Can Dündar kommt auf die Minute pünktlich. Vor einer Woche wurde er zu
sechs Jahren Haft verurteilt, weil er Staatsgeheimnisse verraten haben
soll. Kurz vor der Urteilsverkündung entkam Dündar nur knapp einem Attentat
im Gerichtssaal. Auf die Frage, wie es ihm denn nun geht, zeigt er auf ein
Blatt Papier mit den Interviewterminen für den Tag. „Ich komme nicht mehr
zum Arbeiten“, stöhnt er.
taz.am wochenende: Herr Dündar, hegt Präsident Erdoğan einen persönlichen
Groll gegen Sie?
Can Dündar: Nun ja, Diktatoren lieben es nicht, wenn sie kritisiert werden.
Gegen andere Kritiker geht er aber nicht mit dieser unglaublichen Vehemenz
vor und nimmt persönlich Stellung. Da regeln es meist Erdoğans Anwälte.
Ich weiß auch nicht, warum er mich so gar nicht mag. Vielleicht wegen eines
Dokumentarfilms den ich einmal über ihn gemacht habe und in dem es unter
anderem auch um Korruption ging. Da ist er ja besonders sensibel.
Können Sie sich noch einigermaßen frei bewegen?
Die Polizei hat mir nach dem Attentatsversuch, während des Prozesses am
letzten Freitag vier Personenschützer geschickt, die mich nun überall
hinbegleiten. Draußen werde ich gefahren, ein anderes Fahrzeug fährt zur
Sicherheit hinterher. Ich komme mir schon fast vor wie Staatspräsident
Erdoğan, dem ich das alles verdanke.
Rechnen Sie denn mit einem neuerlichen Angriff?
Man kann es nicht ausschließen. Schließlich hat Erdoğan gedroht, ich werde
für die Aufdeckung der illegalen Waffentransporte einen hohen Preis zahlen,
und es gibt sicher etliche Anhänger unseres Präsidenten, die diese Drohung
umsetzen wollen.
Hat Sie das Urteil im Prozess überrascht?
Ich habe damit gerechnet. Eigentlich hätten ich, ebenso wie Erdem Gül . . .
. . . der Hauptstadtkorrespondent der Cumhuriyet, der ebenfalls angeklagt
ist . . .
. . . freigesprochen werden müssen. Aber das traut sich ja kein Richter.
Weshalb?

_AUFGABENSTELLUNG:_ Ändere den Abschnitt des Interviews zwischen „taz.am wochenende: Herr“ und „meist Erdoğans Anwälte.“ einschließlich, indem du „Vehemenz“ durch „Heftigkeit“ ersetzt, und gib ihn vollständig wieder.

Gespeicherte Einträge
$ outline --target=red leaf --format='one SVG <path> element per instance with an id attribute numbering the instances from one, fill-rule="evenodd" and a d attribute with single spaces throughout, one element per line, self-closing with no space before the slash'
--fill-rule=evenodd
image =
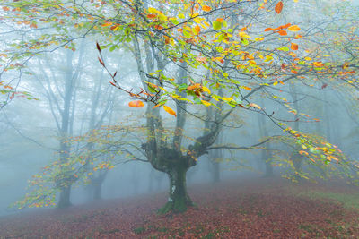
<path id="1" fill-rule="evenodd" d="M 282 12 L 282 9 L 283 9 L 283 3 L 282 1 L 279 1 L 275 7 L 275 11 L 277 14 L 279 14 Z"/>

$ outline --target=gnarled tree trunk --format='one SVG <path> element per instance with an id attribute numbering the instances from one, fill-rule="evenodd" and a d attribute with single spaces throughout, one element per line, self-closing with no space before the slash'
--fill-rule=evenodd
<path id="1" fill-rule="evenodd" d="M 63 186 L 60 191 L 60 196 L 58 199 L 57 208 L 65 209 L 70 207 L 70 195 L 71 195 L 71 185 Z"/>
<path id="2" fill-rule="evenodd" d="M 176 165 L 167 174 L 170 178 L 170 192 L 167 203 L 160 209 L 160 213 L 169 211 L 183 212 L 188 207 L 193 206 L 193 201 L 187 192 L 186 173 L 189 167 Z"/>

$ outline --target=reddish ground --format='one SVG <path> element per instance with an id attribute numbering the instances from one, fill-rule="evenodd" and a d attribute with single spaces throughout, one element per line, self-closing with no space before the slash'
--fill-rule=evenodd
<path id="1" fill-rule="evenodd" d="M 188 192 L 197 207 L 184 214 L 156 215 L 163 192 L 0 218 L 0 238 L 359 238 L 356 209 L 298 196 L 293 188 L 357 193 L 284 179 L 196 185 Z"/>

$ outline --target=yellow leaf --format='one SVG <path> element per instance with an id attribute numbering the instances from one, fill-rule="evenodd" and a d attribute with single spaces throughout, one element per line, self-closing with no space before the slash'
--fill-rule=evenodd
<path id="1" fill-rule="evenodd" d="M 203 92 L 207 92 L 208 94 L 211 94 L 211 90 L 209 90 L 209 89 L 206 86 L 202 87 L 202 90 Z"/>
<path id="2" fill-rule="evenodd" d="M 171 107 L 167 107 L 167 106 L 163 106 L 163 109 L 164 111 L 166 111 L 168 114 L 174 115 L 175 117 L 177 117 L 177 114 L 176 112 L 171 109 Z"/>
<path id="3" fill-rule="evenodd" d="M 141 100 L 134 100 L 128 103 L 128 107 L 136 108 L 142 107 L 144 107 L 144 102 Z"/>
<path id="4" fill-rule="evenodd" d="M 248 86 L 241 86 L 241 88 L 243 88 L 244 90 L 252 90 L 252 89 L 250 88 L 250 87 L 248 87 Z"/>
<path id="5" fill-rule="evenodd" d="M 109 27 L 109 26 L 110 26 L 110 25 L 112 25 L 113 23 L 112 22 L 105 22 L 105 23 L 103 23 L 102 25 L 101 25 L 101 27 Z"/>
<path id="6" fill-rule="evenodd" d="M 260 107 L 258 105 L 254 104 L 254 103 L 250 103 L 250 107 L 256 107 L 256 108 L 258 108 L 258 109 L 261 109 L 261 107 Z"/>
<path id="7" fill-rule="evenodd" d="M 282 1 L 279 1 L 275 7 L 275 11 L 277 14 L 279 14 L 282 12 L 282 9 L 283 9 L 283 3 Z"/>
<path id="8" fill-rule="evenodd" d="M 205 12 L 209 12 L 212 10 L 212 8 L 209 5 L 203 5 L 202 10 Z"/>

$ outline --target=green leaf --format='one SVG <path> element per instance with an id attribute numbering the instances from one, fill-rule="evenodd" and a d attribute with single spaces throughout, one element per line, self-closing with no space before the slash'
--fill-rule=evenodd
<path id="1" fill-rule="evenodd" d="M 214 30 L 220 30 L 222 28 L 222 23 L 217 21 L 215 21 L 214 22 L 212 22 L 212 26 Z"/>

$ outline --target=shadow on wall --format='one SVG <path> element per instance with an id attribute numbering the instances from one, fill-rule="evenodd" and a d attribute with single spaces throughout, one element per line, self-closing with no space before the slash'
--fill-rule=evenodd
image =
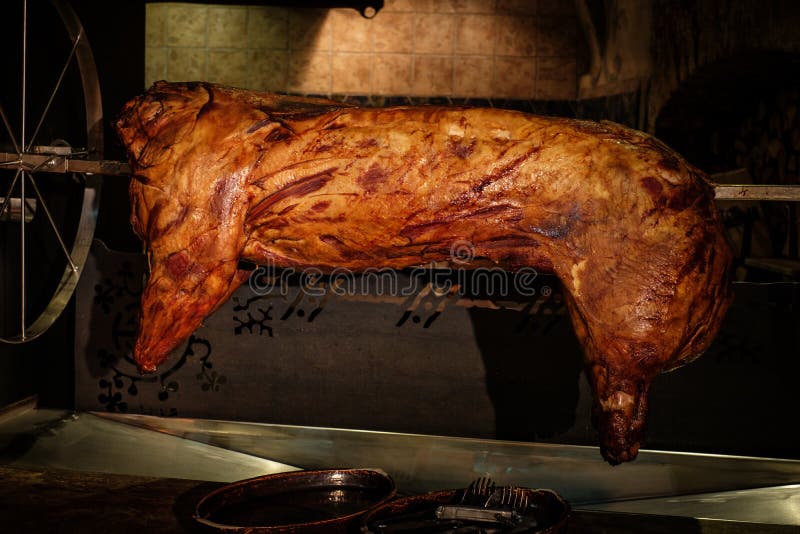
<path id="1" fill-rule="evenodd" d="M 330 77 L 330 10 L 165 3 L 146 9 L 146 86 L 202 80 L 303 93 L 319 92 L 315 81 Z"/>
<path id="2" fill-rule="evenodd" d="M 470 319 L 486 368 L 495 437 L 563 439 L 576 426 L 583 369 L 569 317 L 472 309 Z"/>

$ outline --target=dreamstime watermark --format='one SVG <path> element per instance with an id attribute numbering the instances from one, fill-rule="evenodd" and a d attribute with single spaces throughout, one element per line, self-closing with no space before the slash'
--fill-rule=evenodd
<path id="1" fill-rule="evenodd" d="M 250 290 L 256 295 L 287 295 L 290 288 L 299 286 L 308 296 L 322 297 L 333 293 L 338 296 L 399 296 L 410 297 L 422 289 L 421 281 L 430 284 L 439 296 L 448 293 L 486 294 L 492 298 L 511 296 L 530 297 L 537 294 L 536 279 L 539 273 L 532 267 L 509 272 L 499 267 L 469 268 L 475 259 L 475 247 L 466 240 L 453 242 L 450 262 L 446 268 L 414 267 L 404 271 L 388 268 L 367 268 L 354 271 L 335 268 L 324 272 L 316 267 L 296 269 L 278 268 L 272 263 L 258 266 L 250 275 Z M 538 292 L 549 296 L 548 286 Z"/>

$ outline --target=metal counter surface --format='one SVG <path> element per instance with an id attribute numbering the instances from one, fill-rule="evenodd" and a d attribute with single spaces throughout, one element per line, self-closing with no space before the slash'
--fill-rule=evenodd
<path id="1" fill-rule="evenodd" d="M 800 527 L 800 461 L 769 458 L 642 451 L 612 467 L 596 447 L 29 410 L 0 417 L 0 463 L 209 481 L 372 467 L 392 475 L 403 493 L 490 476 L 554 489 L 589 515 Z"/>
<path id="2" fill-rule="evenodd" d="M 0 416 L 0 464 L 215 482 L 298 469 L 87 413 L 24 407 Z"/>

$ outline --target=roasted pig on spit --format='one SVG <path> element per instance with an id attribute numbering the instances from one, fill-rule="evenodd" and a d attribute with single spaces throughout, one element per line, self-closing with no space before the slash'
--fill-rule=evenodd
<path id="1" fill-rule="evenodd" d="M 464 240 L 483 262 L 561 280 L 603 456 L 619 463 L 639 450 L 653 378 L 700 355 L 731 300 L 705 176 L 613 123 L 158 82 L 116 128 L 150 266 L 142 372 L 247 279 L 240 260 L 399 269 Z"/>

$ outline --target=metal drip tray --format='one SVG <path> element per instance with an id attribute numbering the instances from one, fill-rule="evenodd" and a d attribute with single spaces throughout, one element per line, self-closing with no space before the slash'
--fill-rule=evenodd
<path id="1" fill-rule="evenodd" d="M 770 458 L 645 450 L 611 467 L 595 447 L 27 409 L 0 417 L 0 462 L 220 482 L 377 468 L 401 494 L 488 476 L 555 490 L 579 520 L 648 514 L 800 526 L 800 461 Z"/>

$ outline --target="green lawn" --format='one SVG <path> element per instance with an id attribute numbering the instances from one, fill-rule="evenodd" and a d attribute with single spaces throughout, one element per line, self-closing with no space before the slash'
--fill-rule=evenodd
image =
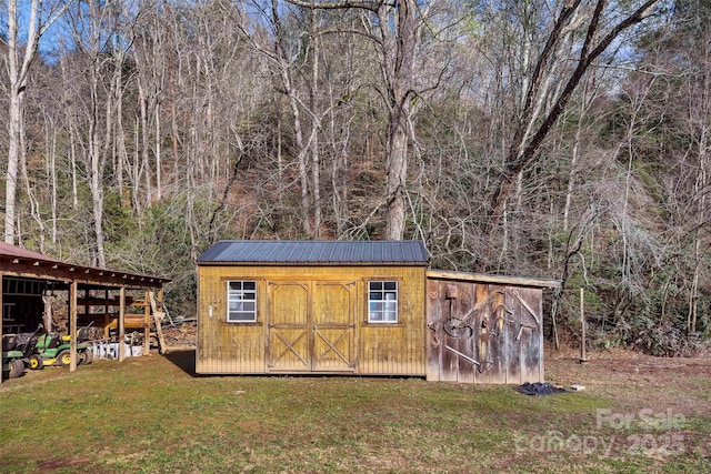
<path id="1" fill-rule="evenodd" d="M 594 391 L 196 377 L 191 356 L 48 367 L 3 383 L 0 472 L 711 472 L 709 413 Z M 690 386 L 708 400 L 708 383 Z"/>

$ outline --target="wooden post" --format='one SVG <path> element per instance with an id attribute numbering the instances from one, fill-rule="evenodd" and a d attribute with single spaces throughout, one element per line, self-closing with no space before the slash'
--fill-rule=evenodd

_LÖSUNG:_
taz.am wochenende: Herr Dündar, hegt Präsident Erdoğan einen persönlichen
Groll gegen Sie?
Can Dündar: Nun ja, Diktatoren lieben es nicht, wenn sie kritisiert werden.
Gegen andere Kritiker geht er aber nicht mit dieser unglaublichen Heftigkeit
vor und nimmt persönlich Stellung. Da regeln es meist Erdoğans Anwälte.